>> start Entries provided

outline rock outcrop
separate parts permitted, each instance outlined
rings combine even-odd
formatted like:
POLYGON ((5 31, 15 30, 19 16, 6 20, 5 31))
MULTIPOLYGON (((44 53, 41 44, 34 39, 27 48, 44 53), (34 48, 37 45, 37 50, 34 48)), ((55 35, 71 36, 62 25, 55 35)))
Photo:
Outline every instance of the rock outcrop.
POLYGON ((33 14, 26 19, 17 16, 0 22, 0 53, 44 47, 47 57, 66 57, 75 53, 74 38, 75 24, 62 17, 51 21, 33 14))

>> end Entries provided

— Exercise objective —
Give back the records from their start through the line with "Outline every instance of the rock outcrop.", swapping "formatted" for "written" and changing nothing else.

— Solution for this task —
outline rock outcrop
separate parts permitted, each instance outlined
rings combine even-odd
written like:
POLYGON ((5 31, 15 30, 19 16, 6 20, 5 31))
MULTIPOLYGON (((44 53, 41 44, 34 39, 27 48, 44 53), (34 48, 37 45, 37 50, 34 48)), ((55 35, 71 36, 62 25, 55 35)))
Photo:
Outline every instance of the rock outcrop.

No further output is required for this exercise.